> EXERCISE DATA:
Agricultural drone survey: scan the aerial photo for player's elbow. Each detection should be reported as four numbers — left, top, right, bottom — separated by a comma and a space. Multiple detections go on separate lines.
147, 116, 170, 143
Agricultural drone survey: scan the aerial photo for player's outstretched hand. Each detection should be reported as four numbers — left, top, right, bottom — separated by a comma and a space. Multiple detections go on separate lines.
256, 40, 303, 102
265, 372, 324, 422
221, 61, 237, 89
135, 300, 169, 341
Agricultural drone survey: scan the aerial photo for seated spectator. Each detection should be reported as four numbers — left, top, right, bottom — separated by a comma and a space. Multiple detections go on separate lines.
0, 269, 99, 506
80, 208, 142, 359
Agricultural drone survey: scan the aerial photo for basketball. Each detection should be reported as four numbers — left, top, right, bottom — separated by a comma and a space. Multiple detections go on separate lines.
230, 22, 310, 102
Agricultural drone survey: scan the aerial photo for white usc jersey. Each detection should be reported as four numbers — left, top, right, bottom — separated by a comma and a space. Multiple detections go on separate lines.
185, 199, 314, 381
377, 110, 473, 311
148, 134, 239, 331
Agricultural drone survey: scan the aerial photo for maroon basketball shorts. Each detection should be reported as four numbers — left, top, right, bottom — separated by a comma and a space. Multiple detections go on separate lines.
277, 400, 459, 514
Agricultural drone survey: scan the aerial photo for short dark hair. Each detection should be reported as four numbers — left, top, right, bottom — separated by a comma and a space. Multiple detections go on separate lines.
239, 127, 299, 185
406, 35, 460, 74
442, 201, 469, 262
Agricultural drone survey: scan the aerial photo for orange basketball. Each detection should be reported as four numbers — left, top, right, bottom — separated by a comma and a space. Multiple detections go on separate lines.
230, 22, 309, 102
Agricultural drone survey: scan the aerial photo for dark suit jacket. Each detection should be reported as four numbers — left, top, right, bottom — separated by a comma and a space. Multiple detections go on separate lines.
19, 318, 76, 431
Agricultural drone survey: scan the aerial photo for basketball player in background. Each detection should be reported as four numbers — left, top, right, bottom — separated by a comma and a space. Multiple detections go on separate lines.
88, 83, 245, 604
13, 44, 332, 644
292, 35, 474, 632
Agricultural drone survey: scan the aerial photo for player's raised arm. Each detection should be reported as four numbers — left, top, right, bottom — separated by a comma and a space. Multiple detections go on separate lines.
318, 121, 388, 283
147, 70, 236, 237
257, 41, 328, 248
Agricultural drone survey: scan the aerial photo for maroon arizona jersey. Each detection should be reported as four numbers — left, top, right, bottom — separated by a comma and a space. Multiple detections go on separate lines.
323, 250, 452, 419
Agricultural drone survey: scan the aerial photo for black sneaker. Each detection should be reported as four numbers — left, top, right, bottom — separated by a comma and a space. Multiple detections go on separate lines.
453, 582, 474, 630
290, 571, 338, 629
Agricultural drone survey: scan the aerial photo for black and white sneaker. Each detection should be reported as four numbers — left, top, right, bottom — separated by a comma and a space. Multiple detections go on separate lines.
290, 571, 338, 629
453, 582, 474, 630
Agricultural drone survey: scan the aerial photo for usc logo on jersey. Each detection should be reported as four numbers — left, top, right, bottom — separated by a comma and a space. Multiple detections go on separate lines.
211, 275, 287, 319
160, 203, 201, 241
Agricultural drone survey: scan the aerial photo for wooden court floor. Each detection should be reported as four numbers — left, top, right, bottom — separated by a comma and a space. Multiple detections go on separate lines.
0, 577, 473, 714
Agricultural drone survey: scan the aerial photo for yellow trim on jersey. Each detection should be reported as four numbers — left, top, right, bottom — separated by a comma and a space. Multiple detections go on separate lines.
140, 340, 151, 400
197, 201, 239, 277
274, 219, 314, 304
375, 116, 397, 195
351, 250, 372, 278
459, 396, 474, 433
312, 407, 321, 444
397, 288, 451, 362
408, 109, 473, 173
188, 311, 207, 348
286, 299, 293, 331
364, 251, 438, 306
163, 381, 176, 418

> WHAT IS EXPECTED: The records above should be transcribed in full, with no differences.

> RESPONSE AREA:
Agricultural drone survey: scan the aerial photo for player's elbow. Each detection should be reported as four numbers — left, top, right, bottom — separated by a comma and a space. Multiple detections go on separate lines.
147, 116, 170, 143
Agricultural drone survey: scan the aerial photo for player's outstretched hand. Each detection should be reported as four numbers — left, top, right, bottom — separated by a comma and a space. Multiple detections go on separate lines.
256, 40, 303, 102
265, 372, 324, 422
221, 61, 237, 89
135, 300, 169, 341
Agricultural drone survey: scan the aerial photo for seated spectator. Each detection should be reported as four numbers — left, top, right, bottom — separated by a comma and a space. Multiple detections go on separate lines.
0, 269, 99, 506
80, 208, 142, 359
Agricultural drone survey: scan the aerial photo for basketball. Each detection should be reported as four numbers — left, top, right, bottom — separated by a comma and a space. Multiple detections go on separate lines.
230, 22, 310, 102
Agricultural drone survey: scan the aerial photo for white usc jersey. Each detection should be reported as four numbers — left, top, right, bottom — separated by a comma and a space. Multiple detections go on separate lines.
185, 199, 314, 381
377, 110, 473, 311
148, 134, 239, 331
Agricultural drone survey: scan the aerial photo for maroon basketball shorts. Each detection should be reported as four numbers — left, top, right, bottom — separated by a comma and a space. Multiple detections go on separate lines.
277, 400, 459, 514
Agricultural drone survey: scan the aerial photo for short dark hair. Each detection should be reported as four numbers — left, top, right, bottom — separated by a comma and a space. Multiple detections go on separate lines.
239, 127, 299, 185
406, 35, 460, 74
442, 201, 469, 262
Agricultural drone survey: scan the aerial photo for orange basketball. Each detection should be reported as four numbers — left, top, right, bottom — separated by a comma and a space. Multiple detections go on separate lines.
230, 22, 309, 102
Agricultural drone survey: scan the aerial photo for dark suit jacket. Each detection should be reported as four numbers — left, top, right, bottom — separated by a comma and a space. Multiple detections go on separate lines.
19, 318, 76, 431
Agricultural drone survey: scan the aerial photo for basketball player in background. Each detection should be reported as four numbers — left, top, right, bottom — separated by a comma and a space. Multiple detections go on separate lines.
88, 83, 245, 604
13, 44, 332, 644
292, 35, 474, 632
Agricultural drone survey: scan the aerial photo for player's raised arm. Each detection should be reported as four numbers — left, top, right, bottom — separated by a comma and a space. Multiple detections go on separate lines.
318, 121, 388, 283
147, 70, 236, 237
257, 41, 328, 248
Agricultural drone survey: scan the aerial photo for maroon arizona jersey. Each detection should be reported as four numbers — left, top, right, bottom — separated by a comma and a space. Multiple detections go on separate lines.
323, 250, 452, 419
Agricultural drone survey: scan the aerial photo for black sneaker. Each detection should be reported as four numbers — left, top, right, bottom — separated by a comma and a space. Multiple detections go on separate lines.
453, 582, 474, 630
290, 571, 338, 629
Agricultural drone survey: scan the aerial photo for black and white sneaker. Each detection should be reported as four numbers — left, top, right, bottom — separated by a comma and a space. Multiple detections go on separate lines.
290, 571, 338, 629
453, 582, 474, 630
Agricultural drone survey: scan the aerial photo for usc logo on jersey. Each detection should be reported as four numbers — left, top, right, bottom — separated by a comma and a space. Multiple detections go on separate lines.
211, 275, 287, 319
160, 203, 201, 241
Agricultural drone survey: scan the aerial photo for wooden court floor. Each detection should be reported as four numbers — left, top, right, bottom — separated by a comma and a space. Multiple detections go on separate lines.
0, 577, 473, 714
Agricultural drone survey: scan the aerial photo for yellow trim on jersey. Each detection should be reported as four numbers — left, top, right, bottom — separated by a comma and a space. Multiple detections go on separate lines.
140, 340, 151, 400
197, 201, 239, 277
274, 219, 314, 304
375, 116, 397, 195
351, 250, 372, 278
459, 396, 474, 433
312, 407, 321, 444
397, 288, 451, 362
408, 109, 473, 173
188, 311, 207, 348
286, 299, 293, 331
364, 251, 438, 306
163, 381, 176, 418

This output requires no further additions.